## INFORMATION
**********
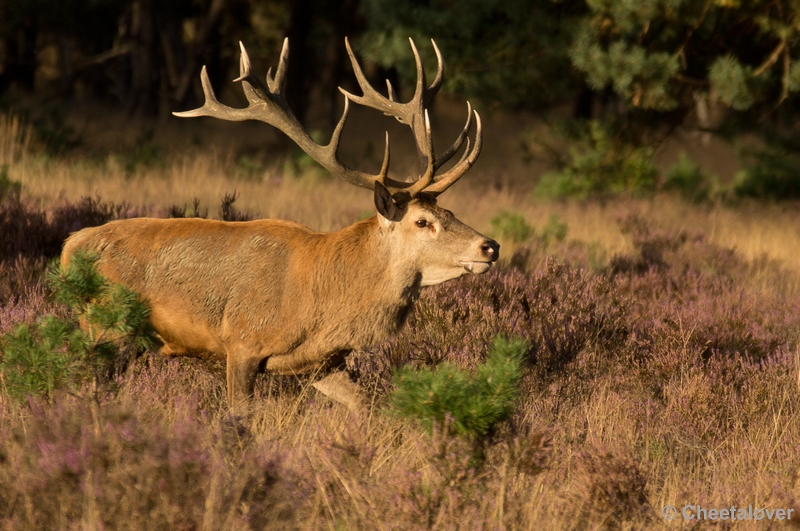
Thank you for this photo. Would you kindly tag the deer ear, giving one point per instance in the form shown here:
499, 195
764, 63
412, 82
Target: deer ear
387, 208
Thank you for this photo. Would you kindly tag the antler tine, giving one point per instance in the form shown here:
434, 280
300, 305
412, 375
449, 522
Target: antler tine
419, 90
427, 178
449, 178
437, 81
255, 89
447, 155
267, 103
277, 82
390, 91
372, 98
212, 106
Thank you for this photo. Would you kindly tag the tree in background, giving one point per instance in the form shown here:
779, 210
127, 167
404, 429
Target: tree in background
683, 55
509, 53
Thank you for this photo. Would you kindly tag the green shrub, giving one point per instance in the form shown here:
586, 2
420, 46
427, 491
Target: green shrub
686, 179
772, 173
55, 352
467, 404
601, 164
8, 188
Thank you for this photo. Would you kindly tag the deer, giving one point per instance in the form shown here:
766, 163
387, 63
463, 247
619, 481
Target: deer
277, 297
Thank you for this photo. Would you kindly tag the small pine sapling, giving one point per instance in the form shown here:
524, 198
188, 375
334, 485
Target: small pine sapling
467, 404
56, 352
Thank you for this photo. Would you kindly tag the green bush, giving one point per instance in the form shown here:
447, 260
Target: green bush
686, 179
451, 398
55, 352
601, 164
772, 173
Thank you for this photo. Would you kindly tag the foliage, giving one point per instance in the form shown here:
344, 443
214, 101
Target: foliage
686, 179
663, 54
474, 402
772, 173
603, 163
55, 352
8, 188
510, 53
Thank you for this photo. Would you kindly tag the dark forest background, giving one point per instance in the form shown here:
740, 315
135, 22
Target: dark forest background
639, 68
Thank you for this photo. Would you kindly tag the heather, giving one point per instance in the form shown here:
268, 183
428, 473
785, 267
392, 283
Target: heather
665, 373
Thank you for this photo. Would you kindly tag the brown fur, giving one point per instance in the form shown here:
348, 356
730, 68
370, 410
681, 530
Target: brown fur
276, 295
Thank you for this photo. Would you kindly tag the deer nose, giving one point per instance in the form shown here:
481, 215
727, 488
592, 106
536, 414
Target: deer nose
491, 250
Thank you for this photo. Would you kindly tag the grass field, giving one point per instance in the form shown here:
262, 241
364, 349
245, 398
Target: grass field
664, 369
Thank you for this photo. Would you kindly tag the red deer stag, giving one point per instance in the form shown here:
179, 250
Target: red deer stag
275, 296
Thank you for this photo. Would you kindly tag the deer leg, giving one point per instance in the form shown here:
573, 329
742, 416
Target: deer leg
339, 387
241, 379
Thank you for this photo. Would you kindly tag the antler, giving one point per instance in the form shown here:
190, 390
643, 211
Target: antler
267, 103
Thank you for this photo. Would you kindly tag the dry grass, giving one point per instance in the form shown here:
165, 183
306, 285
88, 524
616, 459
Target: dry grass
603, 444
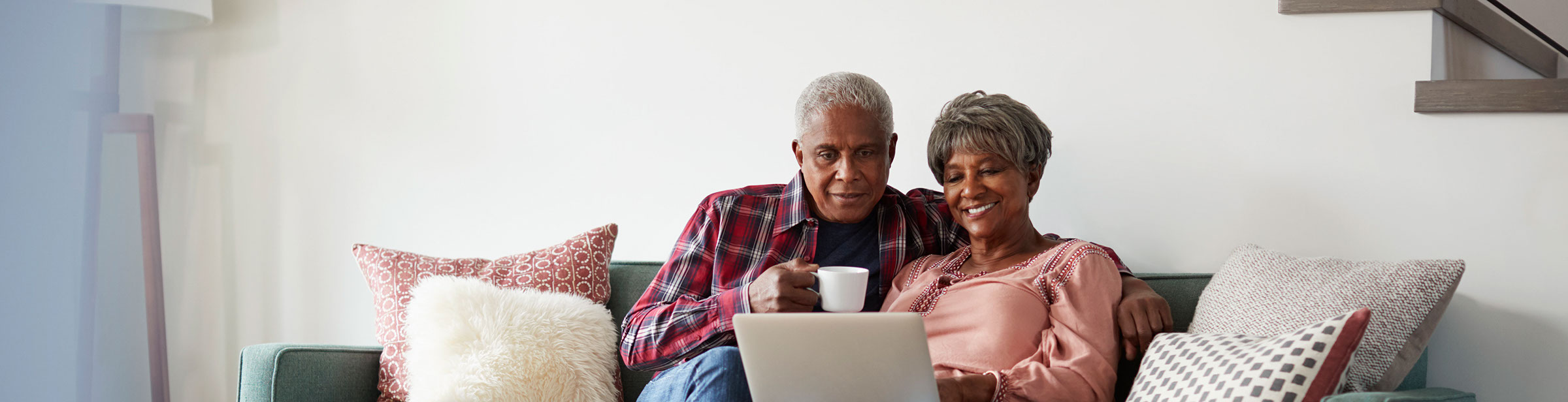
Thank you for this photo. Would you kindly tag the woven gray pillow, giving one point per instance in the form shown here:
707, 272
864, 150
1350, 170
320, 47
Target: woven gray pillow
1266, 293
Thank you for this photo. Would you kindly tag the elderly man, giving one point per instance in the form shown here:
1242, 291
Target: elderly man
751, 249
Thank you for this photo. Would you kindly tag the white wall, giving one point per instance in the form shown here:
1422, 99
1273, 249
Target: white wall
295, 129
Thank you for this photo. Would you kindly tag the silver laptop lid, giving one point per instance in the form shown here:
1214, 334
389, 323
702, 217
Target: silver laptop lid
836, 357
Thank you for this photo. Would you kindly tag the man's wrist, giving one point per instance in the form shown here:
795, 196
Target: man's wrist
1131, 285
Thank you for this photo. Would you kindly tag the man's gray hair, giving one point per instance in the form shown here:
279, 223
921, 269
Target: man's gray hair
838, 89
988, 124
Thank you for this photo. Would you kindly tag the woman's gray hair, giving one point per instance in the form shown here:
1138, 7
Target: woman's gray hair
843, 88
988, 124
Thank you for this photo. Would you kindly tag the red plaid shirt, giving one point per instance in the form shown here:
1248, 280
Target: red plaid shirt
733, 237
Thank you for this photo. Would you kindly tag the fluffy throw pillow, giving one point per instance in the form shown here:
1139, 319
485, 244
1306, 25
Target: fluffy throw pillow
1299, 367
576, 266
1266, 293
472, 341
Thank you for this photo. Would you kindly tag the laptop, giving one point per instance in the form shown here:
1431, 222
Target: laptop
836, 357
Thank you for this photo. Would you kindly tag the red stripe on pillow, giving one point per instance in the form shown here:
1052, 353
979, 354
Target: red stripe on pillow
1346, 345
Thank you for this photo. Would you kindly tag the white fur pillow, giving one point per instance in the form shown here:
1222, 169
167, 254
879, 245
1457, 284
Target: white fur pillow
472, 341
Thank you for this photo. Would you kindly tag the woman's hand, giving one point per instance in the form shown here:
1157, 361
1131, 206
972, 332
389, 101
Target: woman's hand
966, 388
1142, 315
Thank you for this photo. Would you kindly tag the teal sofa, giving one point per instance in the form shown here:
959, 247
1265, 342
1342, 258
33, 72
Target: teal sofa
306, 373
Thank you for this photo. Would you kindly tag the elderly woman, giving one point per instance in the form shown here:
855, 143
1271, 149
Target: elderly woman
1017, 315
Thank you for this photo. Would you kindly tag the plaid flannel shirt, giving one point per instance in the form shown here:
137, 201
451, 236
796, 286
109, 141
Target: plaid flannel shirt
733, 237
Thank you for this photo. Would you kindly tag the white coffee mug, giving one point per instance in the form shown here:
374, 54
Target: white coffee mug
843, 288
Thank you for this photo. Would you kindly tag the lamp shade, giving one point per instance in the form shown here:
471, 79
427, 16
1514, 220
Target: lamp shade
161, 14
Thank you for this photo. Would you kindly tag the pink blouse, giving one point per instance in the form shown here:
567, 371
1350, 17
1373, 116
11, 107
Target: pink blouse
1045, 329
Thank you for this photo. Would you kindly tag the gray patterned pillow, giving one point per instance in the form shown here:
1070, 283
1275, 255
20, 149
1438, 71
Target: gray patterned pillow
1266, 293
1300, 367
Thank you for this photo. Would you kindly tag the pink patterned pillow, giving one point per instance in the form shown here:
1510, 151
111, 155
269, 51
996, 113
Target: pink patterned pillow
576, 266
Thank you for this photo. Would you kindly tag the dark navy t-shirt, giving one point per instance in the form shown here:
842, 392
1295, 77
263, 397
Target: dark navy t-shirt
852, 245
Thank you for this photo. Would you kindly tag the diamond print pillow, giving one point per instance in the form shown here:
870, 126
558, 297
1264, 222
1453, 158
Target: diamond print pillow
1299, 367
1264, 293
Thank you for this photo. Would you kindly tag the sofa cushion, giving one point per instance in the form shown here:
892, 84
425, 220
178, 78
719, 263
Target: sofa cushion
578, 266
1303, 365
469, 340
1266, 293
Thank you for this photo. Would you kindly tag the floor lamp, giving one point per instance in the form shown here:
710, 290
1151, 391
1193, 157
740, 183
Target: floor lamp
142, 16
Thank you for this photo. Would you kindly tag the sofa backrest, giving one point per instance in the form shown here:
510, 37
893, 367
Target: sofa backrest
629, 279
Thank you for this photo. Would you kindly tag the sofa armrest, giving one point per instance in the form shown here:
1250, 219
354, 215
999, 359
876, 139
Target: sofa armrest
1424, 395
300, 373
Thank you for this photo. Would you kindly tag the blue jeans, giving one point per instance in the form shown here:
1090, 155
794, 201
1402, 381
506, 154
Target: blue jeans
712, 376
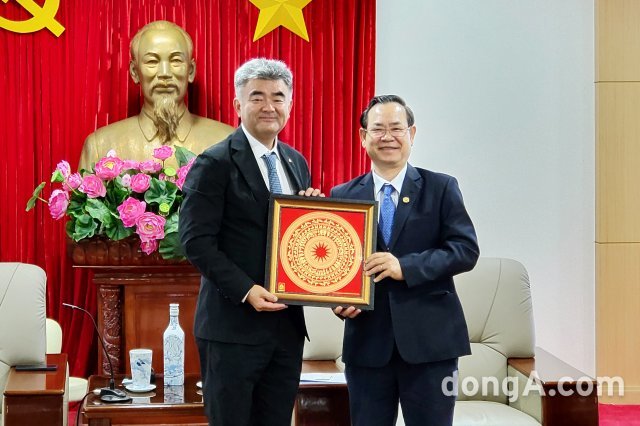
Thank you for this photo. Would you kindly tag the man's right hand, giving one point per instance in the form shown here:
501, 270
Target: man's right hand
262, 300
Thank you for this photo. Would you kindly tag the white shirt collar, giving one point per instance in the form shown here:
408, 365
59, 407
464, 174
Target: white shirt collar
396, 182
258, 147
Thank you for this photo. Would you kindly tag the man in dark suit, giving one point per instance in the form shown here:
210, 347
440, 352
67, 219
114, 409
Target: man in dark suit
250, 346
405, 348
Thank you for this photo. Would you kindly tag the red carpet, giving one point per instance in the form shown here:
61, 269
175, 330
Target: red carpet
**********
## TASK REQUIREMENTS
From the entries above, show each line that includes the string "carpet".

## YOUR SOLUTION
Thank you for this photo. Would you kindly tag the red carpet, giving one point per instance in the form shown here:
Target: red carpet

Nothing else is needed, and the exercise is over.